- [Problem]
Count the lines in the listing below that contain the string "above", treating uppercase and lowercase as different. Reply with the number alone.

- [Supplied records]
•••••
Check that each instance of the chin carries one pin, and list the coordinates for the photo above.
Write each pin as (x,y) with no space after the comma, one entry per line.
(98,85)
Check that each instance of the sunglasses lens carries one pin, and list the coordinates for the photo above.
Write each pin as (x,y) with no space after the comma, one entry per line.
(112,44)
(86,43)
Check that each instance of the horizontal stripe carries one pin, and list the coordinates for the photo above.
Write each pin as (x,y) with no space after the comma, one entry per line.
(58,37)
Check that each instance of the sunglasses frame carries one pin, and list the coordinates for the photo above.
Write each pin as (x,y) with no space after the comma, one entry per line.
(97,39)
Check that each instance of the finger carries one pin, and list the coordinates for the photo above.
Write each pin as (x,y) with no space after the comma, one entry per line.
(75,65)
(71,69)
•••••
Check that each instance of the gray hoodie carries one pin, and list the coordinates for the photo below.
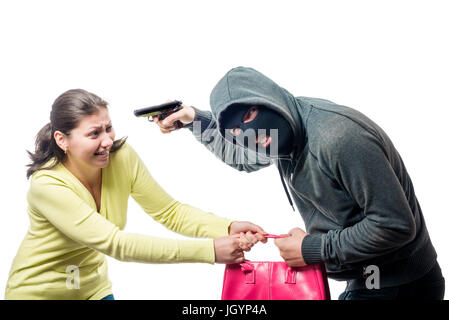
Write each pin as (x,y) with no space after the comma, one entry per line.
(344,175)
•••••
- [The response]
5